> _WHAT NEEDS TO BE DONE_:
The records follow. Give them all back exactly.

:::

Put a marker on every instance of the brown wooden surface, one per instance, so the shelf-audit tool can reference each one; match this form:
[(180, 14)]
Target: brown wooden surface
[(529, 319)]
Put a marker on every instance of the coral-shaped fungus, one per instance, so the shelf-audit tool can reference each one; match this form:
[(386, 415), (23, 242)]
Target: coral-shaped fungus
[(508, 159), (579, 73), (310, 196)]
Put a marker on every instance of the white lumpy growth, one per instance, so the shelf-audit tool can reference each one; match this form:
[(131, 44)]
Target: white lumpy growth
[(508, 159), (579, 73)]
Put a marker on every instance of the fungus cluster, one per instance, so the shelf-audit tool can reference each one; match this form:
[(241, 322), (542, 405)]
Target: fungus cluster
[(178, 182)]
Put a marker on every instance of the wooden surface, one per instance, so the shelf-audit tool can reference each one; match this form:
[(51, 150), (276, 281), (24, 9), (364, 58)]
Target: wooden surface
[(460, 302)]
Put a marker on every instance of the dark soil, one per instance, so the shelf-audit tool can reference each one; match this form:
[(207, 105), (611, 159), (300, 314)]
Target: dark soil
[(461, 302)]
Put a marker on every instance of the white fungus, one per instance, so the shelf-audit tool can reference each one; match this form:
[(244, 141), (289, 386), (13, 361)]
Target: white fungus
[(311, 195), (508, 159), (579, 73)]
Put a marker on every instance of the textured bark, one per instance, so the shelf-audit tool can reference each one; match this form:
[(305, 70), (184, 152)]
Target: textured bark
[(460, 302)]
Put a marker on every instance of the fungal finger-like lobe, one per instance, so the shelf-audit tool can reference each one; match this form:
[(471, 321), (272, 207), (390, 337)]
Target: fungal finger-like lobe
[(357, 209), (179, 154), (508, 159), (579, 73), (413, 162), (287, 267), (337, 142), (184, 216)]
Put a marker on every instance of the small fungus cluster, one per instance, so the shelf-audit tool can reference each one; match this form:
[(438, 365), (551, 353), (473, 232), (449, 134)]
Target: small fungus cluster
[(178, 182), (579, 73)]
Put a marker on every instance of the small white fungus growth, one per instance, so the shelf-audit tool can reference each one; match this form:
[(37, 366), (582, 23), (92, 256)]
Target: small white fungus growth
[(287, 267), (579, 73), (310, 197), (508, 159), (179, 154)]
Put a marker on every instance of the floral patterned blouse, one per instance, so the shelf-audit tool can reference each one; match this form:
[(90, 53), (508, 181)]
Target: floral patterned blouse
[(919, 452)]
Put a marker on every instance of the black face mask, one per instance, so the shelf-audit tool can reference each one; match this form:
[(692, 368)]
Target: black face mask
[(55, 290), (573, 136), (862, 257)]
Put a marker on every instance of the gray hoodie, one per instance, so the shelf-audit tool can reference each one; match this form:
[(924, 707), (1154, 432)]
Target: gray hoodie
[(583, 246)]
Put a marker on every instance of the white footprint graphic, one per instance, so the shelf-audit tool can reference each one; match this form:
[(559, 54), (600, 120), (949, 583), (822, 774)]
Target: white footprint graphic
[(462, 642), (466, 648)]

:::

> _COMPLETED TASK_:
Put a marker on every instance of the brown wooden surface, one per instance, so the shelf-audit tool can reference each one; match this form:
[(180, 14)]
Target: brown wooden surface
[(529, 319)]
Put a marker on every instance of the coral-shaped fungus, one per instance, so the shelf-audit tool can reference each one; match this form:
[(386, 415), (23, 242)]
Target: coral-shaped fungus
[(508, 159), (579, 73), (310, 196)]
Put a marker on every instance of the white lumpy growth, one per instance, so the shelf-audit tool can reference each one; match this form:
[(131, 44)]
Target: white lumpy growth
[(508, 159), (579, 73)]
Put a marker on every instance of the fungus cluster, one per instance, so the shelf-audit tool can reference each one; match this form:
[(241, 322), (542, 405)]
Target: fungus cluster
[(178, 182)]
Put a marker on every instance of the wooden surface, one per instance, so the shelf-audit tool can reference each one; match this form:
[(51, 150), (276, 281), (24, 9), (364, 58)]
Target: wooden surface
[(460, 302)]
Put a marker on every instance of the dark soil, one per instance, so the shelf-audit tool can reference each one; match this form:
[(207, 105), (611, 159), (300, 314)]
Target: dark soil
[(461, 302)]
Put a marker on every instance of the white fungus, one per instance, so the shelf-audit tool can reference each one; match this form:
[(244, 141), (289, 386), (13, 361)]
Target: white fungus
[(311, 195), (508, 159), (579, 73)]
Put a marker on every instance of the textured bark, one per instance, so the shelf-audit tool can reference each one; match this form:
[(305, 70), (184, 152)]
Target: textured bark
[(460, 302)]
Put a marker on every instance of the fungal finger-like lobe, one per instance, so the shelf-audit tool can reference each one; match this form:
[(471, 321), (272, 207), (390, 337)]
Target: fungal finger-like lobe
[(357, 209), (179, 154), (508, 159), (579, 73), (413, 162), (287, 267), (337, 142), (184, 216)]
Put a marker on every instance of the small fungus cluster, one per instance, so the shelf-audit tool can reference each one; match this form:
[(438, 365), (551, 353), (473, 232), (449, 134)]
Target: small fungus cluster
[(178, 182), (579, 73)]
Put a marker on every instance of the small white fungus growth, one per instance, so the shelf-audit tool can reference each one; match this form:
[(37, 366), (582, 23), (92, 256)]
Target: small white fungus growth
[(287, 267), (579, 73), (310, 197), (508, 159), (179, 154)]
Put a marker on every instance of the floral patterned blouse, one per instance, so the shelf-audit tool can reference each one; match this form:
[(90, 53), (508, 181)]
Target: floral patterned blouse
[(919, 452)]
Put a marker on every instance of the black face mask, one per instance, so the shelf-audit tool can reference each one; match this form:
[(692, 368)]
Target: black face mask
[(55, 290), (573, 136), (862, 257)]
Put a marker on every instance of the gray hoodie, one per instance, so the shelf-audit tool can reference each one; match this form:
[(924, 707), (1154, 432)]
Target: gray hoodie
[(583, 246)]
Put a marker on every instance of the white footprint graphic, one per instance, so the shelf-audit tool can reference each one; match this form:
[(559, 54), (600, 120), (949, 583), (822, 774)]
Target: white footprint graphic
[(462, 642), (466, 648)]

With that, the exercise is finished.